▶ _TASK PROMPT_: Pick out each line of the listing below that contains the word "cloud", and copy those lines.

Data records
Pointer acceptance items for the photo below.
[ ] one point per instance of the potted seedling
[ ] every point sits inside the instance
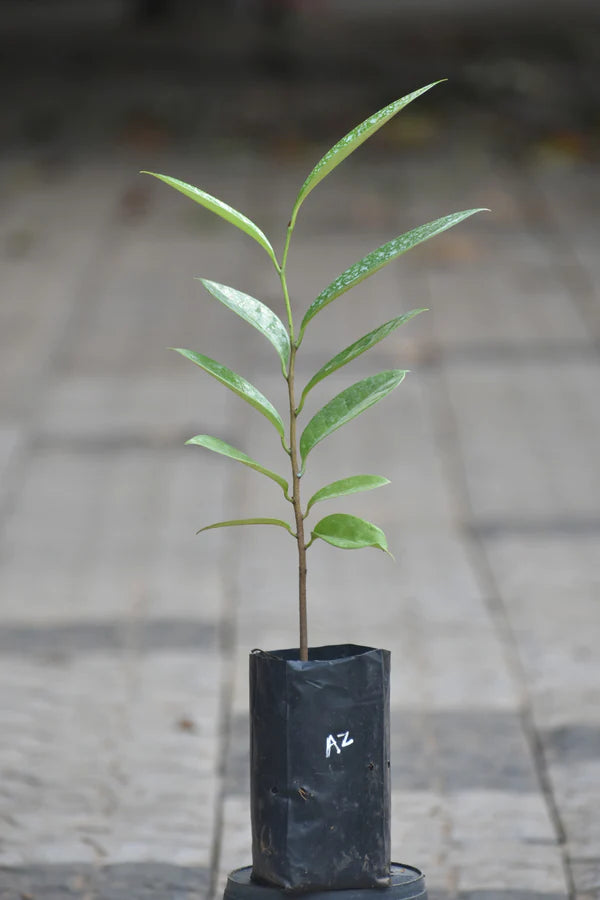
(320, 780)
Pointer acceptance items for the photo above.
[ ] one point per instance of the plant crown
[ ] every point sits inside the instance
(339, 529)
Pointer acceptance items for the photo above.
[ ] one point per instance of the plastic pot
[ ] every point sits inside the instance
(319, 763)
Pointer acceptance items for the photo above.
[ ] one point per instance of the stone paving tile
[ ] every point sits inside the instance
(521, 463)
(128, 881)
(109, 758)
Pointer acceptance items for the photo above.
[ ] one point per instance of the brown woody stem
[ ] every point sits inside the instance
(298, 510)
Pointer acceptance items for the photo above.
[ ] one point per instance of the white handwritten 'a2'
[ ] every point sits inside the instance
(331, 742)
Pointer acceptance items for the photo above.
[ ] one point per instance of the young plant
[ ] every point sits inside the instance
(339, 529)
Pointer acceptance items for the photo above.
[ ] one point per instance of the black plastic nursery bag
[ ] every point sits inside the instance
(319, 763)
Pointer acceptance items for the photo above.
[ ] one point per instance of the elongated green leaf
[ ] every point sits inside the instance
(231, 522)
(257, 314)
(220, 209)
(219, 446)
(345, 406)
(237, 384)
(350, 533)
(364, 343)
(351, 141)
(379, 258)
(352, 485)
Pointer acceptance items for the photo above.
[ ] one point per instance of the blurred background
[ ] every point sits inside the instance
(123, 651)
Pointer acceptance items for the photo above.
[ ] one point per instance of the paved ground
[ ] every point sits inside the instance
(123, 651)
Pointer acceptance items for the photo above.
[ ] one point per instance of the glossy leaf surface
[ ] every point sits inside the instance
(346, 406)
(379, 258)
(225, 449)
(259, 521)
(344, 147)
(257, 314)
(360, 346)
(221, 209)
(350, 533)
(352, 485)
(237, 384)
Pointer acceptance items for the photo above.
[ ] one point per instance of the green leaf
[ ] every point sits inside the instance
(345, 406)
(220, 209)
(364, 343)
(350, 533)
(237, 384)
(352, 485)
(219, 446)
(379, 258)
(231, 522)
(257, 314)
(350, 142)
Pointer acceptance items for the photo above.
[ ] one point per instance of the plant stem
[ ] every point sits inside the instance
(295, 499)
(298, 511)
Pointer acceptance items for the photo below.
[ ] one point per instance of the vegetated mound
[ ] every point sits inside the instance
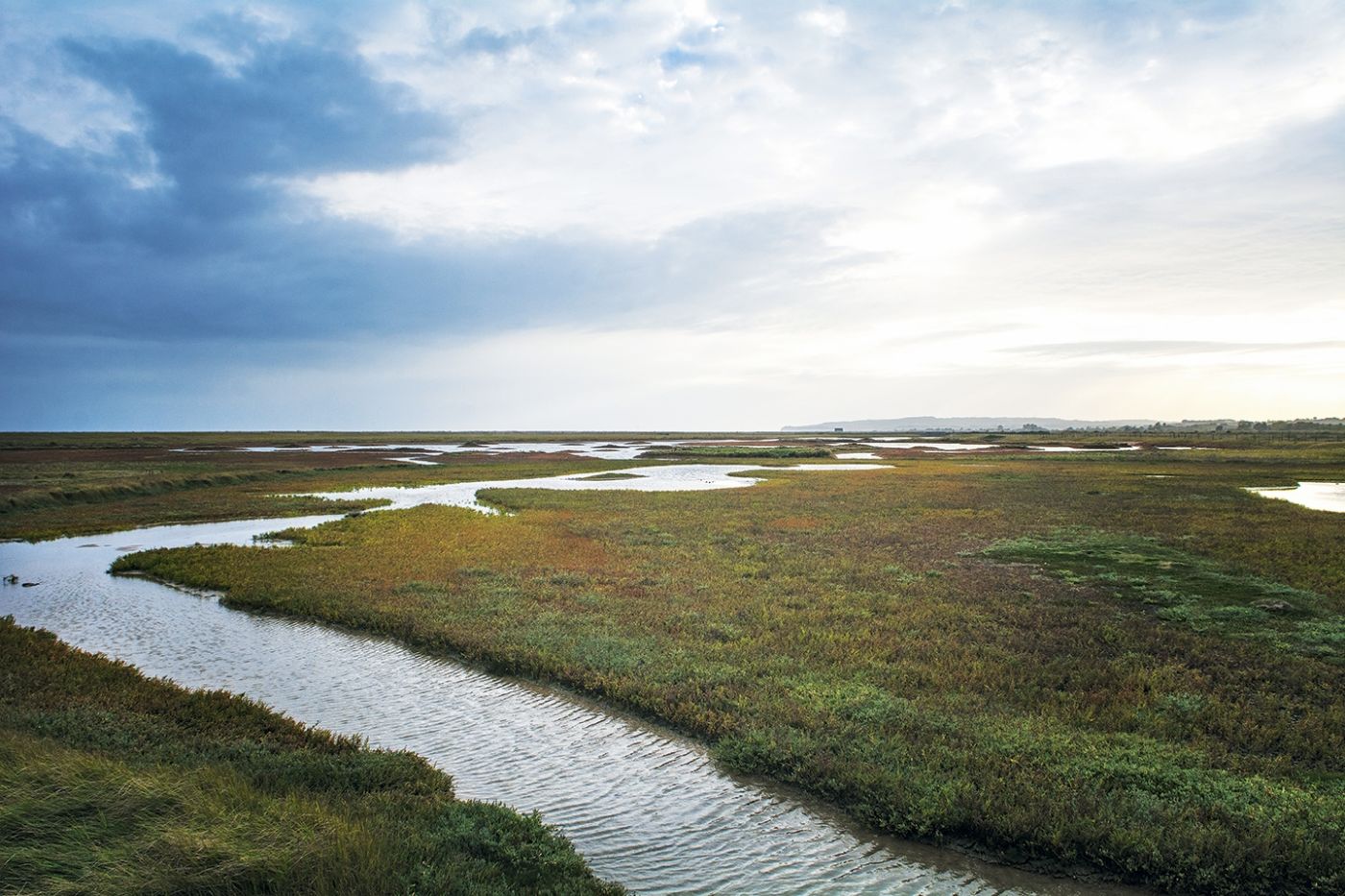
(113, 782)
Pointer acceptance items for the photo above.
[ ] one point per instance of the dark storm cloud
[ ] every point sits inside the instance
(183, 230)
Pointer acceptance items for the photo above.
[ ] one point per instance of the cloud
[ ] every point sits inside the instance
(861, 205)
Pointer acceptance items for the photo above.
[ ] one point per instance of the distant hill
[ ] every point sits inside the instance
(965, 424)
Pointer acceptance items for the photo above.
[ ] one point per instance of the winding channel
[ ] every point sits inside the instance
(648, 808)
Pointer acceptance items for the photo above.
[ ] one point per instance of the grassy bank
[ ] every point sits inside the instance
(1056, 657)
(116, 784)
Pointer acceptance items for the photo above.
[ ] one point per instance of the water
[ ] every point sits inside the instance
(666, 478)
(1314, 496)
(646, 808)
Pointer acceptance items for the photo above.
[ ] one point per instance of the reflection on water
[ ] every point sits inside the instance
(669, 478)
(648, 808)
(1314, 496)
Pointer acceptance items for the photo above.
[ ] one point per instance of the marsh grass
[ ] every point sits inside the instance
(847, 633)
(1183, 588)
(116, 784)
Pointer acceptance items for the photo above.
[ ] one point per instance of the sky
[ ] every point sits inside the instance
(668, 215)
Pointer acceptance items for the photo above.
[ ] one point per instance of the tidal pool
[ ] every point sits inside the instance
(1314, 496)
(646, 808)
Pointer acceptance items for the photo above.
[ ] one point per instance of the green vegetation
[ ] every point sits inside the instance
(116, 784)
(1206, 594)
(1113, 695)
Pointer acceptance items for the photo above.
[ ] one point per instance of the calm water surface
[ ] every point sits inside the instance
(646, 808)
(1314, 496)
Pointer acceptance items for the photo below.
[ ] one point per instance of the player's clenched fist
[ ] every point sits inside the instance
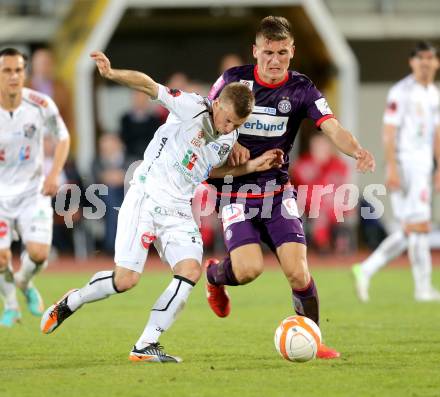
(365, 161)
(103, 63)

==

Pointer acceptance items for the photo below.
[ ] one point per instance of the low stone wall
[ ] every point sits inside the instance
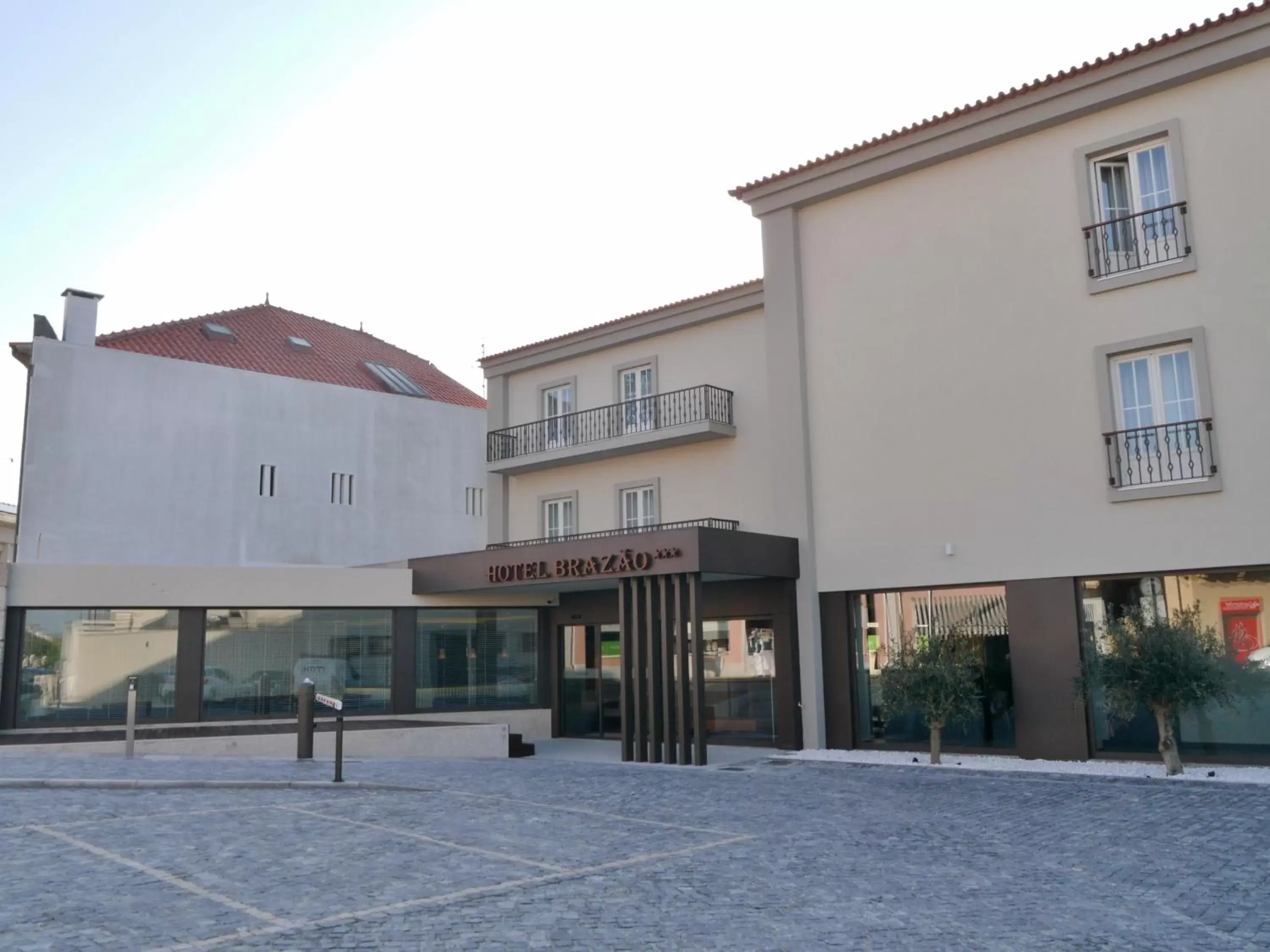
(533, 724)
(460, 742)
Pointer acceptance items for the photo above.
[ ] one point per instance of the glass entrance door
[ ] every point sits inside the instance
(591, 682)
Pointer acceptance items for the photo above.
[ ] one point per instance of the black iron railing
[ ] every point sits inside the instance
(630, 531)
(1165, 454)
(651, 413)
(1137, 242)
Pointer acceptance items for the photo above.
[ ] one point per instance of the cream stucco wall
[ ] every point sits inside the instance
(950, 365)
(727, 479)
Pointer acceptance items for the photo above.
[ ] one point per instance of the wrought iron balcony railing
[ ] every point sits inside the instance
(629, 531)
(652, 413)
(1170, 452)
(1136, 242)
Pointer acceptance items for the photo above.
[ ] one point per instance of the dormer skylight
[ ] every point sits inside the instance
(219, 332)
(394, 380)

--

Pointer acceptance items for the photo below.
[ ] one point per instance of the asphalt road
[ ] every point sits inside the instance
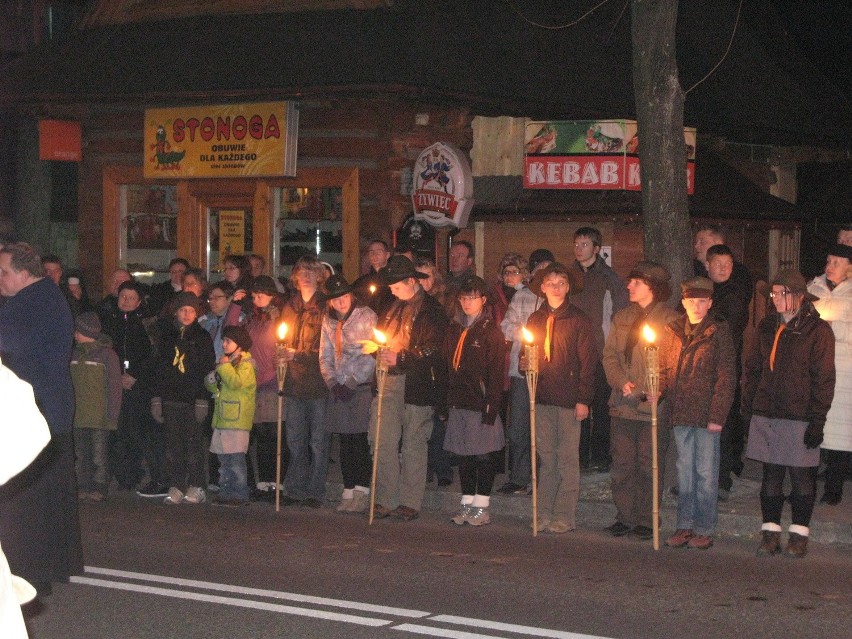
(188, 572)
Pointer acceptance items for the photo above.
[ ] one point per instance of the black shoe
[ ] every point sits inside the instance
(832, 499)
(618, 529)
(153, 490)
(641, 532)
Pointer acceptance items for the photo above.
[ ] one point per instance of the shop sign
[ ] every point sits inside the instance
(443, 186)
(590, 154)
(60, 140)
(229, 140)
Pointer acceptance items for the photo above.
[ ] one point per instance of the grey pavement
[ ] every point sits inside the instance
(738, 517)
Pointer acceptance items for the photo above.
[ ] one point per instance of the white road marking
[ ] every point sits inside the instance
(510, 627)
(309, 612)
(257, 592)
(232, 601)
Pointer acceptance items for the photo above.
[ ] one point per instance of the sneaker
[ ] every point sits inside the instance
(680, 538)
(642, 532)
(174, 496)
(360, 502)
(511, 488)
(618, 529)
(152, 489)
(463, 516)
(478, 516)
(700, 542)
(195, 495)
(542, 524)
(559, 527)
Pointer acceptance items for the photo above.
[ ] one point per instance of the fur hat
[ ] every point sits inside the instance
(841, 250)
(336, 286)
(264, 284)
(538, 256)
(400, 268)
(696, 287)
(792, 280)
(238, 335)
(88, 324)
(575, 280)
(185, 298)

▶ _EXERCISE RESPONSE_:
[ ] one point per instance of the dark storm cloud
[ ] one point per instance of the cloud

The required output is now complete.